==== The data
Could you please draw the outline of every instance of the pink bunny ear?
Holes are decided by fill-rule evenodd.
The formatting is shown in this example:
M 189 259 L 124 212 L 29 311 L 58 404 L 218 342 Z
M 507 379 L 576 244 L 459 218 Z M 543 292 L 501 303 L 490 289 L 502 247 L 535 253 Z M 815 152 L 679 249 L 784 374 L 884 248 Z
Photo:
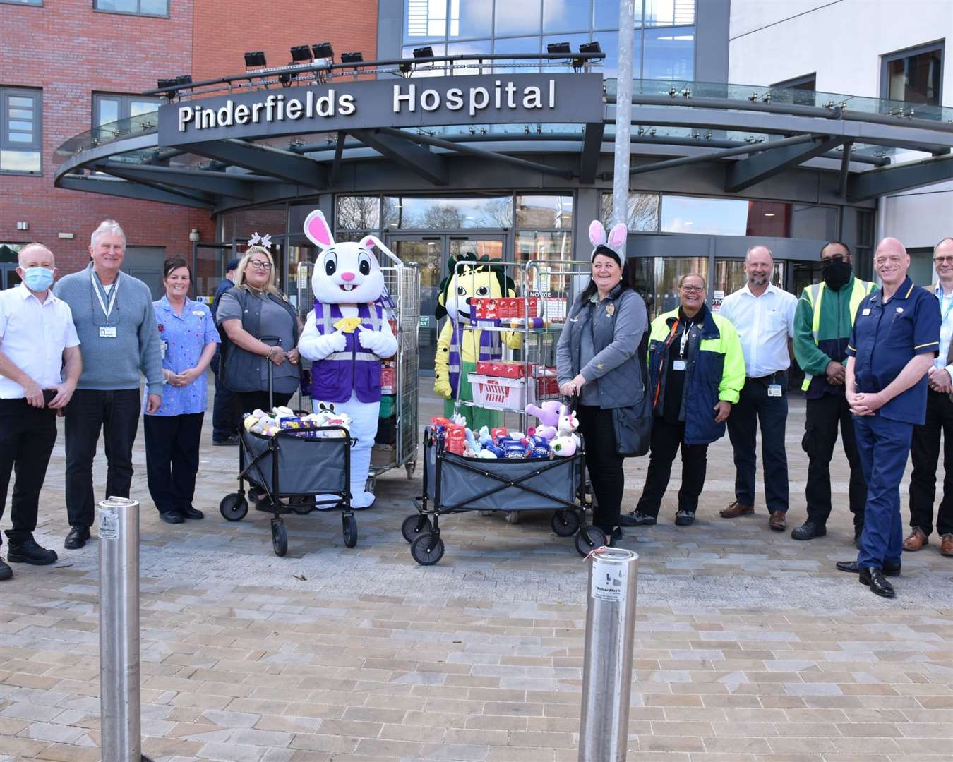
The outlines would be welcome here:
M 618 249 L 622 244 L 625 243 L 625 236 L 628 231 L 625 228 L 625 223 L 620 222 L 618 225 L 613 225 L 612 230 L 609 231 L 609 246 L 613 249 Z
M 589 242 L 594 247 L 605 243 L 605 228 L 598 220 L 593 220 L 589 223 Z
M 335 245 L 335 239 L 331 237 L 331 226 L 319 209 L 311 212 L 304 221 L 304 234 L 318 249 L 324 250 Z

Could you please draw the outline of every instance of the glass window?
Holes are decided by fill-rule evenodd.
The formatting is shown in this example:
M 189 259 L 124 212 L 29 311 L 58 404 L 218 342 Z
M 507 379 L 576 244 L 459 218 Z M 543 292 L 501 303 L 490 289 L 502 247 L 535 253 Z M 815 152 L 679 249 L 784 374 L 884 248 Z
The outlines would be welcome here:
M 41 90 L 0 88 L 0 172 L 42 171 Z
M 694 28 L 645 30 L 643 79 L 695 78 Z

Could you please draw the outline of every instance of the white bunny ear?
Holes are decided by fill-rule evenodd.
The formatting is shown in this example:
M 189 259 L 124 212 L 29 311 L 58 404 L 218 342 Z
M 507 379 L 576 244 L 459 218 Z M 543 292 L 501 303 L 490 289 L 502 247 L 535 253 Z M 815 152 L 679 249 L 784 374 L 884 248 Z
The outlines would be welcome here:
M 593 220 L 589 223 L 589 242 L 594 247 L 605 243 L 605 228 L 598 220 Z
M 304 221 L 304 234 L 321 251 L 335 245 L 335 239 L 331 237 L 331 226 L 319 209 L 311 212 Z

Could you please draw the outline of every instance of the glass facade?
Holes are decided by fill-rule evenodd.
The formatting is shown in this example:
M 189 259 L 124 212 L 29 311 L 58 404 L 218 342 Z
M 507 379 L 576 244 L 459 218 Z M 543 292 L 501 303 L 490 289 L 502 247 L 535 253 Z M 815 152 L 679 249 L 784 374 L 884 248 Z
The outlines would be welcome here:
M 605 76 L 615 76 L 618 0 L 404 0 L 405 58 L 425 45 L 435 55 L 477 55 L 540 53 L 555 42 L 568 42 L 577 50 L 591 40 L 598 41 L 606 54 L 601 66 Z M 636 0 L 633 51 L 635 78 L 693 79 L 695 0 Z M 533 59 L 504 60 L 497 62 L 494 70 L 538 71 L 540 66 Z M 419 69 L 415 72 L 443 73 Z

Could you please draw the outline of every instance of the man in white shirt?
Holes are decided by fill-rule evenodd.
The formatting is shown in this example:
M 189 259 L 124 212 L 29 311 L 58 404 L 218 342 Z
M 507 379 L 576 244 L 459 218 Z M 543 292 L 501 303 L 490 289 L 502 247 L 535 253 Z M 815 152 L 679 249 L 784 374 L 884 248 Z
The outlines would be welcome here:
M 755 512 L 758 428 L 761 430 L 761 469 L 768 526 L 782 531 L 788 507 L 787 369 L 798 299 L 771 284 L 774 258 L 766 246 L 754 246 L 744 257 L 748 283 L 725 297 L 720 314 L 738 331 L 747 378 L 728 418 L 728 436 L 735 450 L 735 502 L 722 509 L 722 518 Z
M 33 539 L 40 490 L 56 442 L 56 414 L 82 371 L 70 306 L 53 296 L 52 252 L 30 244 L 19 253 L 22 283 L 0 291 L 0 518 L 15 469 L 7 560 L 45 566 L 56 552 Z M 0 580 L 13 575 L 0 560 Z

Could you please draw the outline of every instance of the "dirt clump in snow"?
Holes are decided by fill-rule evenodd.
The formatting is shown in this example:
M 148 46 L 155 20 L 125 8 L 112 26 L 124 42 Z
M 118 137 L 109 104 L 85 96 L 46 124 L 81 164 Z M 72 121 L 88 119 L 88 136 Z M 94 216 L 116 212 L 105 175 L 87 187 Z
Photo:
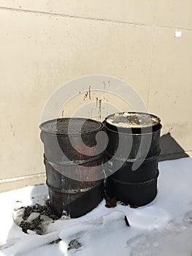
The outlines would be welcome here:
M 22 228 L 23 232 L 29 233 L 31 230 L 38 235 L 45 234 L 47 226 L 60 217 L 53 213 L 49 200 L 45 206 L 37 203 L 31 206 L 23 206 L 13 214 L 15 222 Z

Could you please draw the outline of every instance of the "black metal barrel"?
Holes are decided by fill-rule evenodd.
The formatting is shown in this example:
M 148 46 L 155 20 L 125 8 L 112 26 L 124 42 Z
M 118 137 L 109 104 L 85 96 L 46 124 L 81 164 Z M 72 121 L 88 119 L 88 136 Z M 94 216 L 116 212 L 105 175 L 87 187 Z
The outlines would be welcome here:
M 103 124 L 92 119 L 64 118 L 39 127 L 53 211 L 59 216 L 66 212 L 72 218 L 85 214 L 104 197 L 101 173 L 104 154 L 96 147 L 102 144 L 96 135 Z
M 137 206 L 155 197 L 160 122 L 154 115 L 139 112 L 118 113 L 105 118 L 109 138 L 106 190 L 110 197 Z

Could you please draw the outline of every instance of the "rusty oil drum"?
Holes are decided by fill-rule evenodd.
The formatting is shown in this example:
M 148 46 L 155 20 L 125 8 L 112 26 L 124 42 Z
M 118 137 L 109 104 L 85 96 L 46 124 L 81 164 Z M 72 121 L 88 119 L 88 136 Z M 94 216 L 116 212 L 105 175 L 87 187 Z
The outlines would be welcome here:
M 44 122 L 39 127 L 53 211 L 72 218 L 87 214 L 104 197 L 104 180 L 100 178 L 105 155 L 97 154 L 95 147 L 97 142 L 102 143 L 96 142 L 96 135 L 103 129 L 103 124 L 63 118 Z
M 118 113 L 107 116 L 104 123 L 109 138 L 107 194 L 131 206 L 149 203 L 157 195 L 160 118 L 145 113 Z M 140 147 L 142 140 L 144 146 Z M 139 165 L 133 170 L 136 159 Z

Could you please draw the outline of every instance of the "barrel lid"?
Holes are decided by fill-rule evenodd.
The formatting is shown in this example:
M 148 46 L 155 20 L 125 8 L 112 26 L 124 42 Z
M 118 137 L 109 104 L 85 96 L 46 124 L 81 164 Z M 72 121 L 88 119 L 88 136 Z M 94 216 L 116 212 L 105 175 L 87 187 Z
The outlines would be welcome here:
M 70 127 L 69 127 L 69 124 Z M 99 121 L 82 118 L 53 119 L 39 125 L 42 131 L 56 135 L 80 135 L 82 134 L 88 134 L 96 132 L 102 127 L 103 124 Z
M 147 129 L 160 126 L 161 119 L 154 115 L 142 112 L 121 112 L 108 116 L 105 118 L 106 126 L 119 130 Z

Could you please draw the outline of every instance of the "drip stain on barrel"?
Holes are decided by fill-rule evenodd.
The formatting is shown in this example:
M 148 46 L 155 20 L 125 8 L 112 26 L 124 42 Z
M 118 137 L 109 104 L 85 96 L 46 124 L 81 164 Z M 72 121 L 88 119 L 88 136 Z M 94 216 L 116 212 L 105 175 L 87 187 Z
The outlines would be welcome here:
========
◆ Stated task
Render every line of the listing above as a JSON list of strings, one string per line, with blank lines and picture placeholder lines left out.

◆ Task solution
[
  "Could you please draw the outline of every instance of the pink bunny ear?",
  "Holes are decided by fill-rule evenodd.",
  "The formatting is shown in this example:",
  "M 189 259 L 124 212 L 29 311 L 58 404 L 218 342 Z",
  "M 507 379 L 576 244 L 459 218 Z M 543 292 L 501 303 L 490 289 L 502 247 L 535 253 Z M 815 152 L 679 249 L 784 374 L 884 248 Z",
  "Photo:",
  "The outlines would be welcome here:",
  "M 618 249 L 622 244 L 625 243 L 625 236 L 628 231 L 625 228 L 625 223 L 620 222 L 618 225 L 613 225 L 612 230 L 609 231 L 609 246 L 613 249 Z",
  "M 589 242 L 594 247 L 605 243 L 605 228 L 598 220 L 593 220 L 589 223 Z",
  "M 335 245 L 335 239 L 331 237 L 331 226 L 319 209 L 311 212 L 304 221 L 304 234 L 318 249 L 324 250 Z",
  "Could you please draw the outline of every instance of the glass window?",
  "Holes are decided by fill-rule evenodd.",
  "The formatting is shown in this example:",
  "M 189 259 L 124 212 L 29 311 L 58 404 L 218 342 Z",
  "M 507 379 L 576 244 L 459 218 Z M 543 292 L 501 303 L 490 289 L 502 247 L 535 253 Z M 815 152 L 679 249 L 784 374 L 884 248 Z",
  "The outlines would be welcome here:",
  "M 41 90 L 0 88 L 0 172 L 42 171 Z",
  "M 694 28 L 645 30 L 643 79 L 695 78 Z",
  "Could you please draw the outline of every instance of the white bunny ear?",
  "Holes are decided by fill-rule evenodd.",
  "The formatting is shown in this example:",
  "M 189 259 L 124 212 L 29 311 L 58 404 L 218 342 Z",
  "M 507 379 L 576 244 L 459 218 Z M 543 292 L 501 303 L 490 289 L 502 247 L 535 253 Z M 815 152 L 679 249 L 784 374 L 884 248 Z",
  "The outlines would be welcome here:",
  "M 593 220 L 589 223 L 589 242 L 594 247 L 605 243 L 605 228 L 598 220 Z",
  "M 304 221 L 304 234 L 321 251 L 335 245 L 335 239 L 331 237 L 331 226 L 319 209 L 311 212 Z",
  "Could you please draw the outline of every instance of the glass facade?",
  "Holes are decided by fill-rule evenodd.",
  "The formatting is shown in this example:",
  "M 189 259 L 124 212 L 29 311 L 58 404 L 218 342 Z",
  "M 507 379 L 576 244 L 459 218 Z M 543 292 L 501 303 L 490 289 L 502 247 L 535 253 Z M 815 152 L 679 249 L 784 374 L 884 248 Z",
  "The outlines would be welcome here:",
  "M 605 76 L 615 76 L 618 0 L 404 0 L 405 58 L 425 45 L 435 55 L 477 55 L 540 53 L 555 42 L 568 42 L 577 50 L 591 40 L 598 41 L 606 54 L 601 66 Z M 636 0 L 633 51 L 635 78 L 693 79 L 695 0 Z M 533 59 L 504 60 L 497 62 L 494 70 L 538 71 L 540 66 Z M 419 69 L 415 72 L 443 73 Z",
  "Could you please draw the outline of every instance of the man in white shirt?",
  "Holes are decided by fill-rule evenodd.",
  "The formatting is shown in this example:",
  "M 189 259 L 124 212 L 29 311 L 58 404 L 218 342 Z",
  "M 507 379 L 576 244 L 459 218 Z M 543 292 L 501 303 L 490 289 L 502 247 L 535 253 Z M 815 152 L 679 249 L 784 374 L 884 248 Z",
  "The outlines would be welcome here:",
  "M 755 512 L 758 428 L 761 430 L 761 469 L 768 526 L 782 531 L 788 507 L 787 369 L 798 299 L 771 284 L 774 258 L 766 246 L 754 246 L 744 257 L 748 283 L 725 297 L 720 314 L 738 331 L 747 378 L 728 418 L 728 436 L 735 450 L 735 502 L 722 509 L 722 518 Z",
  "M 33 539 L 40 490 L 56 442 L 56 414 L 82 371 L 70 306 L 53 296 L 52 252 L 30 244 L 19 253 L 22 283 L 0 291 L 0 518 L 15 469 L 7 560 L 45 566 L 56 552 Z M 0 580 L 13 575 L 0 560 Z",
  "Could you please draw the outline of every instance of the \"dirt clump in snow\"?",
  "Holes are decided by fill-rule evenodd.",
  "The formatting is shown in this example:",
  "M 148 46 L 155 20 L 125 8 L 112 26 L 124 42 Z",
  "M 118 137 L 109 104 L 85 96 L 46 124 L 81 164 Z M 72 121 L 88 119 L 88 136 Z M 94 216 L 116 212 L 105 175 L 87 187 Z",
  "Photo:",
  "The outlines would be welcome here:",
  "M 22 228 L 23 232 L 29 233 L 31 230 L 38 235 L 45 234 L 47 226 L 60 217 L 53 213 L 49 200 L 45 206 L 37 203 L 31 206 L 23 206 L 13 214 L 15 222 Z",
  "Could you please draw the outline of every instance of the \"black metal barrel\"?",
  "Holes are decided by fill-rule evenodd.",
  "The formatting is shown in this example:",
  "M 148 46 L 155 20 L 125 8 L 112 26 L 124 42 Z",
  "M 118 137 L 109 104 L 85 96 L 46 124 L 81 164 Z M 72 121 L 88 119 L 88 136 Z M 94 216 L 116 212 L 105 175 L 87 187 Z",
  "The outlines would be welcome here:",
  "M 103 124 L 92 119 L 64 118 L 39 127 L 53 211 L 59 216 L 66 212 L 72 218 L 85 214 L 104 197 L 101 173 L 104 154 L 96 147 L 102 144 L 96 135 Z",
  "M 137 206 L 155 197 L 160 122 L 154 115 L 139 112 L 118 113 L 105 118 L 109 138 L 106 190 L 110 197 Z",
  "Could you please draw the outline of every instance of the \"rusty oil drum\"?",
  "Holes are decided by fill-rule evenodd.",
  "The formatting is shown in this example:",
  "M 148 46 L 155 20 L 125 8 L 112 26 L 124 42 Z",
  "M 118 137 L 109 104 L 85 96 L 46 124 L 81 164 Z M 72 121 L 88 119 L 88 136 Z M 94 216 L 116 212 L 105 175 L 87 187 Z",
  "The outlines would be welcome here:",
  "M 44 122 L 39 127 L 53 211 L 72 218 L 87 214 L 104 197 L 104 180 L 100 178 L 105 155 L 97 154 L 95 147 L 97 142 L 102 143 L 96 142 L 96 135 L 103 129 L 103 124 L 63 118 Z",
  "M 118 113 L 107 116 L 104 123 L 109 138 L 107 194 L 131 206 L 149 203 L 157 195 L 160 118 L 145 113 Z M 140 147 L 142 140 L 144 146 Z M 139 165 L 133 170 L 136 159 Z",
  "Could you please draw the outline of every instance of the \"barrel lid\"?",
  "Holes are decided by fill-rule evenodd.",
  "The formatting is shown in this example:",
  "M 148 46 L 155 20 L 125 8 L 112 26 L 124 42 Z",
  "M 118 137 L 109 104 L 85 96 L 46 124 L 81 164 Z M 72 121 L 88 119 L 88 136 Z M 94 216 L 116 212 L 105 175 L 87 187 Z",
  "The outlines would be welcome here:",
  "M 70 127 L 69 127 L 69 124 Z M 99 121 L 82 118 L 53 119 L 39 125 L 42 131 L 56 135 L 80 135 L 82 134 L 88 134 L 96 132 L 102 127 L 103 124 Z",
  "M 147 129 L 160 126 L 161 119 L 154 115 L 142 112 L 121 112 L 108 116 L 105 118 L 106 126 L 119 130 Z",
  "Could you please draw the outline of every instance of the \"drip stain on barrel\"?",
  "Holes are decided by fill-rule evenodd.",
  "The formatting is shown in this example:",
  "M 148 46 L 155 20 L 125 8 L 112 26 L 124 42 Z",
  "M 118 137 L 109 104 L 85 96 L 46 124 L 81 164 Z M 72 121 L 88 119 L 88 136 Z M 94 216 L 116 212 L 105 175 L 87 187 Z",
  "The outlines would be welcome here:"
]